↓

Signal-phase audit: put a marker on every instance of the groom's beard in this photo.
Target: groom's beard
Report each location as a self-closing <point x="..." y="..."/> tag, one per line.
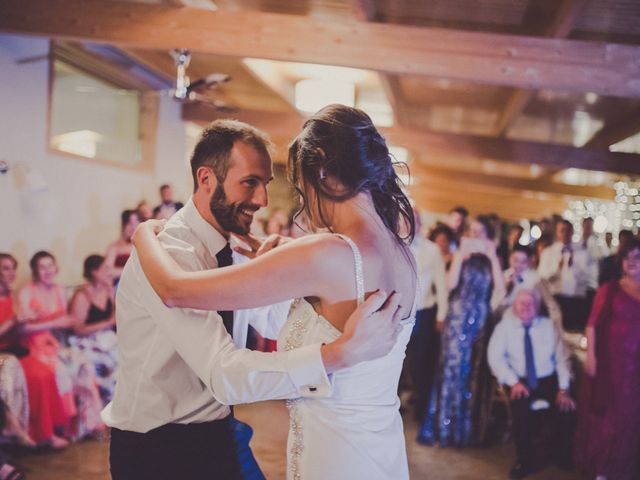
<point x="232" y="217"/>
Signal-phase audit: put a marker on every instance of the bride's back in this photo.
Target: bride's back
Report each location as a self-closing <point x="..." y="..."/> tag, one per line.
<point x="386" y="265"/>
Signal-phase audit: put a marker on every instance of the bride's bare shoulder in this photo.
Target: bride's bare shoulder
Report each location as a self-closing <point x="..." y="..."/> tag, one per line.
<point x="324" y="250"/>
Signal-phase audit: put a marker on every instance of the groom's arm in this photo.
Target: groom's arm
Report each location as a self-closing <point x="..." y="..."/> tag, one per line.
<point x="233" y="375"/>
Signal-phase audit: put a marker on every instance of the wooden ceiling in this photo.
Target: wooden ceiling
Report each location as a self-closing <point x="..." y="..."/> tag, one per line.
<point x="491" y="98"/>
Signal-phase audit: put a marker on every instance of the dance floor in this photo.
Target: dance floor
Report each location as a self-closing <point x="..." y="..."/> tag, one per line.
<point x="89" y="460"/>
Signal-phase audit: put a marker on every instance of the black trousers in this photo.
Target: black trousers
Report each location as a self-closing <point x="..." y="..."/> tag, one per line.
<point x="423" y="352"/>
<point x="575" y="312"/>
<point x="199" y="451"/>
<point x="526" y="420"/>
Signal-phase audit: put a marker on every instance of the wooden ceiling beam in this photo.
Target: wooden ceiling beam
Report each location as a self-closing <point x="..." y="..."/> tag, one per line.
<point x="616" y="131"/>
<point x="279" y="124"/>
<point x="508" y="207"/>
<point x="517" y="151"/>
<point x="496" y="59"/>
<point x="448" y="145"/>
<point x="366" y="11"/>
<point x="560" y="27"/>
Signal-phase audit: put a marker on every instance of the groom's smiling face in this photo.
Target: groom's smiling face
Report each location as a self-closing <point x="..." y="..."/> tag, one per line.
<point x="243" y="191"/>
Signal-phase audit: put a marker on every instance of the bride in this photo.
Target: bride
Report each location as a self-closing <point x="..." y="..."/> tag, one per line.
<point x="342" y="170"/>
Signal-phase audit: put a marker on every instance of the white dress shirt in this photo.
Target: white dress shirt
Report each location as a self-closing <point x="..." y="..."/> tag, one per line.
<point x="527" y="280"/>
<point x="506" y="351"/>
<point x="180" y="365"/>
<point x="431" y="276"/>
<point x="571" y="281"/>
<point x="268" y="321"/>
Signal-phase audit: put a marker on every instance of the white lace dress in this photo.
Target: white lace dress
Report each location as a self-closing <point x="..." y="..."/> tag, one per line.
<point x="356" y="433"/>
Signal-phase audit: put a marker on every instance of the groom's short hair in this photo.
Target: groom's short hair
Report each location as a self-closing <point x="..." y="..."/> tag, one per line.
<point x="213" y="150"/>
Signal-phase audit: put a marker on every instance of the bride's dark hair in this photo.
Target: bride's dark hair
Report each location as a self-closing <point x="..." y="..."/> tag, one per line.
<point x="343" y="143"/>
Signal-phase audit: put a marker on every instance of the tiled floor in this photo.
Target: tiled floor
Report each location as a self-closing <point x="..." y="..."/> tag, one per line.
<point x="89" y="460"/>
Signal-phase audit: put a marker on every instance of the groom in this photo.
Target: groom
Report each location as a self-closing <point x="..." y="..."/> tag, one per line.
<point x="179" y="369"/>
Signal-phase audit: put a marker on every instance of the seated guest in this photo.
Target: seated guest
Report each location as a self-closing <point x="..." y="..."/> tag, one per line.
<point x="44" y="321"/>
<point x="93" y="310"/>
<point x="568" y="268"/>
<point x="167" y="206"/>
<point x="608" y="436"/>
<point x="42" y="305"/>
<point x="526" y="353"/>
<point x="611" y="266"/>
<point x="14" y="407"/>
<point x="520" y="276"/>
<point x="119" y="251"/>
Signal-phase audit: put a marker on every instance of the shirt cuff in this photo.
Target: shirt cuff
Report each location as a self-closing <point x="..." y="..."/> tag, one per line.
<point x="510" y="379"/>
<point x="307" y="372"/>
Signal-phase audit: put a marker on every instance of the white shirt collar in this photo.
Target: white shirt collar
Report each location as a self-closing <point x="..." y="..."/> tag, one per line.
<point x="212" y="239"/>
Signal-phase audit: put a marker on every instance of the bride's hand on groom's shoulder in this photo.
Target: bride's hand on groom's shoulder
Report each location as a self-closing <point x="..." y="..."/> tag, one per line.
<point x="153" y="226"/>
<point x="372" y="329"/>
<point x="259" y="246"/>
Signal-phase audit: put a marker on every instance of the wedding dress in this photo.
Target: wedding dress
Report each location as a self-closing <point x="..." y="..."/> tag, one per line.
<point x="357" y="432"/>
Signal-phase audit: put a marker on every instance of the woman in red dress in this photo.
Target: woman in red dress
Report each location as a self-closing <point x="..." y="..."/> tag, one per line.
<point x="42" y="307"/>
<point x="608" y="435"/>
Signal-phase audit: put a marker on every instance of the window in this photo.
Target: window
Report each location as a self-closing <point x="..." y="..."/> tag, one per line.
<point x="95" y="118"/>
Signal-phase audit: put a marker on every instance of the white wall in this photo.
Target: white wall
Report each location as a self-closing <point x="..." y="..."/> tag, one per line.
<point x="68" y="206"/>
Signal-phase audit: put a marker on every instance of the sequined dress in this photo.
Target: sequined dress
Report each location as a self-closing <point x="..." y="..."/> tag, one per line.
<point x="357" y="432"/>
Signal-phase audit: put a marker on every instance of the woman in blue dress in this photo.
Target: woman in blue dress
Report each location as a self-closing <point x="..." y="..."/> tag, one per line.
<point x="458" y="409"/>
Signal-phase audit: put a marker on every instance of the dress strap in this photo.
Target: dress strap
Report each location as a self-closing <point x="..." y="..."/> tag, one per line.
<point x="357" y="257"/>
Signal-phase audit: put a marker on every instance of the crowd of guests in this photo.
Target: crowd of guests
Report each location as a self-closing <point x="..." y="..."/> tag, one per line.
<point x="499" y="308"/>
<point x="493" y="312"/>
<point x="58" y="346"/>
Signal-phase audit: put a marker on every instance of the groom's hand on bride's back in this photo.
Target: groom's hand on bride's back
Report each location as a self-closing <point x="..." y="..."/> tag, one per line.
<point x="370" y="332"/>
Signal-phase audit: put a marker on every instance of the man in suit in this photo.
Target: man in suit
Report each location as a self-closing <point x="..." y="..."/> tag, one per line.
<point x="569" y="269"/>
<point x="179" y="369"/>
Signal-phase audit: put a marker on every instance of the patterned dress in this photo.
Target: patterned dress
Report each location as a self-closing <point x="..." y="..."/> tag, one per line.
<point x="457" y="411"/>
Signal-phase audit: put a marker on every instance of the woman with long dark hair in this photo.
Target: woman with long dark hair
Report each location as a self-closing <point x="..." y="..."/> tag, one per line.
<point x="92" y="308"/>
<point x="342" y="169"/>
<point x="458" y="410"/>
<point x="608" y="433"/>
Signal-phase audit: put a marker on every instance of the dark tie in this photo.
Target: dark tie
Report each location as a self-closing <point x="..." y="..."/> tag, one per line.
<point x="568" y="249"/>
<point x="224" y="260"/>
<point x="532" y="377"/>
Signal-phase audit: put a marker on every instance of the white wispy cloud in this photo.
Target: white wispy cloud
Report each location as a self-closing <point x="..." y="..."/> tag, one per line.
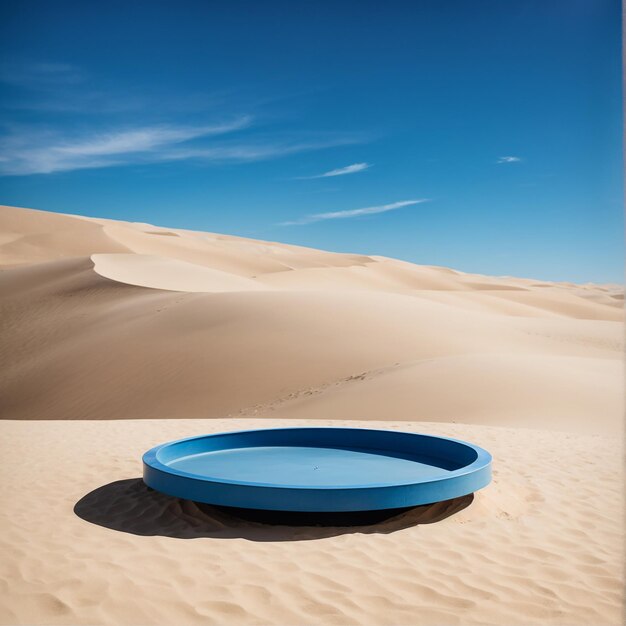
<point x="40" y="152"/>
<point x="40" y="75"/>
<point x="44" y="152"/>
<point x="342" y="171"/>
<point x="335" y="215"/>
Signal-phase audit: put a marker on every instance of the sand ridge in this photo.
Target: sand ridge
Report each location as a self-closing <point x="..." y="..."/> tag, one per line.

↑

DO THIS — Repeat the material above in full and unchanged, minus its images.

ANSWER BELOW —
Signal-phase audit: put a marker on every instance of the groom's beard in this photo.
Target: groom's beard
Report each location as a self-closing <point x="..." y="..."/> tag, one per line.
<point x="232" y="217"/>
Signal-phase audit: put a marker on every instance of the bride's back in this photo.
Target: bride's back
Report each location as a self-closing <point x="..." y="..."/> tag, one per line.
<point x="386" y="265"/>
Signal-phase audit: put a marker on every instance of the bride's bare shoulder in this photo.
Target: bride's bare shoulder
Report each location as a self-closing <point x="..." y="..."/> tag, one per line.
<point x="324" y="250"/>
Signal-phase audit: put a marker on every instance of the groom's arm in this photo.
Target: groom's arm
Report each location as a self-closing <point x="..." y="..."/> tag, one per line.
<point x="233" y="375"/>
Signal-phase audit: put a marker on every instance of the wooden ceiling in this photo.
Target: wooden ceiling
Report each location as a self-closing <point x="..." y="..."/> tag, one per line.
<point x="491" y="98"/>
Signal-phase audit: put a marker on every instance of the dance floor in this photo.
Target: dance floor
Report each location as a self-closing <point x="..." y="..."/> tag, one per line.
<point x="89" y="460"/>
Signal-phase audit: put a marker on every instance of the black trousers in this photo.
Target: black trousers
Report each location as a self-closing <point x="..." y="..."/> tag, one per line.
<point x="423" y="352"/>
<point x="575" y="312"/>
<point x="199" y="451"/>
<point x="526" y="420"/>
Signal-phase audit: put a marker on every instance of the wooden ceiling beam in this photo.
Target: wooden ceiling beam
Report each location as a self-closing <point x="..." y="..."/> tag, one per line.
<point x="616" y="131"/>
<point x="279" y="124"/>
<point x="508" y="207"/>
<point x="517" y="151"/>
<point x="496" y="59"/>
<point x="448" y="145"/>
<point x="366" y="11"/>
<point x="560" y="27"/>
Signal-phase audit: put a marker on every instance of the groom's smiling face in this photo.
Target: groom's smiling face
Report each location as a self-closing <point x="..." y="..."/> tag, one per line.
<point x="243" y="191"/>
Signal-phase audit: put a marker on every instance of the bride in this photo.
Target: bride
Report each location as a self-closing <point x="..." y="..."/> tag, one per line.
<point x="342" y="170"/>
Signal-phase audit: put a marker on every instance of the white dress shirt in this photo.
Target: white dress shirt
Report each location as a self-closing <point x="..." y="..."/> tag, one per line.
<point x="527" y="280"/>
<point x="506" y="351"/>
<point x="180" y="365"/>
<point x="431" y="276"/>
<point x="571" y="281"/>
<point x="268" y="321"/>
Signal-phase audit: put a marker on every instance of the white lace dress in this photo.
Target: white lace dress
Report each location as a self-closing <point x="..." y="..."/> tag, one per line.
<point x="356" y="433"/>
Signal-phase audit: put a marker on every instance of the groom's short hair in this photo.
Target: groom's short hair
Report each location as a self-closing <point x="..." y="..."/> tag, one per line.
<point x="213" y="150"/>
Signal-phase audit: put a marker on every instance of the bride's dark hair in this photo.
Target: bride's dark hair
Report each location as a self-closing <point x="..." y="..."/> tag, one per line.
<point x="343" y="143"/>
Signal-phase audit: put a marker on every instance of the tiled floor in this photo.
Target: tiled floor
Report each location as a self-closing <point x="..." y="..."/> tag, one per line.
<point x="89" y="460"/>
Signal-phase audit: put a marker on every instance of the groom in this photo.
Target: groom
Report each location as a self-closing <point x="..." y="..."/> tag, one per line.
<point x="179" y="369"/>
Signal-phase audit: put a marker on every instance of the seated guest in this photo.
Target: seated guest
Report each location as a self-closing <point x="..." y="..."/> tag, one per line.
<point x="44" y="321"/>
<point x="93" y="310"/>
<point x="568" y="268"/>
<point x="167" y="206"/>
<point x="608" y="436"/>
<point x="42" y="305"/>
<point x="526" y="353"/>
<point x="611" y="266"/>
<point x="14" y="407"/>
<point x="520" y="276"/>
<point x="119" y="251"/>
Signal-phase audit: put a marker on every instance of the shirt cuff in this photo.
Target: shirt cuff
Report each location as a self-closing <point x="..." y="..."/> tag, one per line.
<point x="510" y="379"/>
<point x="307" y="372"/>
Signal-phase audit: put a marker on every instance of the white shirt collar in this photo.
Target: white shirt collar
Report each location as a self-closing <point x="..." y="..."/> tag, one per line.
<point x="212" y="239"/>
Signal-phase audit: put a marker on every instance of the bride's hand on groom's shoulder in this photo.
Target: bride's hand on groom's shoulder
Report each location as a self-closing <point x="..." y="..."/> tag, one per line.
<point x="153" y="226"/>
<point x="372" y="329"/>
<point x="259" y="246"/>
Signal-phase audit: put a marker on every instance of the wedding dress in this photo.
Target: wedding dress
Report each location as a self-closing <point x="..." y="..."/> tag, one per line.
<point x="357" y="432"/>
Signal-phase audit: put a marker on every instance of the woman in red dress in this photo.
Target: woman in red dress
Report each location as a self-closing <point x="..." y="..."/> tag, one per line.
<point x="42" y="307"/>
<point x="608" y="435"/>
Signal-phase audit: put a marker on every instance of the window in this photo.
Target: window
Report each location as a self-closing <point x="..." y="..."/> tag, one per line.
<point x="95" y="118"/>
Signal-phase audit: put a marker on every instance of the white wall in this photo.
Target: white wall
Report each location as a self-closing <point x="..." y="..."/> tag, one per line.
<point x="68" y="206"/>
Signal-phase audit: put a marker on every instance of the sequined dress in this photo.
Target: sequined dress
Report each location as a self-closing <point x="..." y="..."/> tag, one per line.
<point x="357" y="432"/>
Signal-phase audit: put a marker on every instance of the woman in blue dress in this photo.
Target: woman in blue dress
Report each location as a self-closing <point x="..." y="..."/> tag, one per line.
<point x="458" y="409"/>
Signal-phase audit: put a marker on every instance of the dress strap in this photo.
Target: dress strap
Report each location as a self-closing <point x="..." y="..."/> tag, one per line.
<point x="357" y="257"/>
Signal-phase audit: put a marker on every instance of the crowd of guests in this photo.
Target: crowd of guests
Report each location as a self-closing <point x="..." y="..."/> tag, one per line.
<point x="499" y="308"/>
<point x="493" y="312"/>
<point x="58" y="346"/>
Signal-phase audit: put a marker on every instance of the groom's hand on bride's back in this photo.
Target: groom's hand on bride's back
Report each location as a self-closing <point x="..." y="..."/> tag, one per line.
<point x="370" y="332"/>
Signal-phase audit: put a marker on every instance of the man in suit in this photo.
Target: man in suit
Report each location as a self-closing <point x="..." y="..."/> tag, one per line.
<point x="569" y="269"/>
<point x="179" y="369"/>
Signal-phase audit: put a marker on every instance of the patterned dress in this photo.
Target: patterned dress
Report each location as a self-closing <point x="..." y="..."/> tag, one per line.
<point x="457" y="411"/>
Signal-phase audit: put a marker on every instance of the woman with long dark hair in this photo.
Target: woman with long dark hair
Report each location as a self-closing <point x="..." y="..."/> tag, one per line.
<point x="92" y="308"/>
<point x="342" y="169"/>
<point x="458" y="410"/>
<point x="608" y="433"/>
Signal-phase audit: put a marker on every instance of the dark tie in this photo.
Target: dark tie
Report each location as a self-closing <point x="..." y="..."/> tag, one per line.
<point x="568" y="249"/>
<point x="224" y="260"/>
<point x="532" y="377"/>
Signal-phase audit: put a marker on every instance of the white wispy cloud in this photo.
Target: white wispy cloud
Report each location as a self-closing <point x="..." y="..."/> tag, one per line.
<point x="40" y="152"/>
<point x="40" y="75"/>
<point x="44" y="152"/>
<point x="342" y="171"/>
<point x="335" y="215"/>
Signal-phase audit: put a marker on every instance of the sand ridge in this photo.
Target: sand ridge
Report each location as a self-closing <point x="..." y="..."/> tag, one per line.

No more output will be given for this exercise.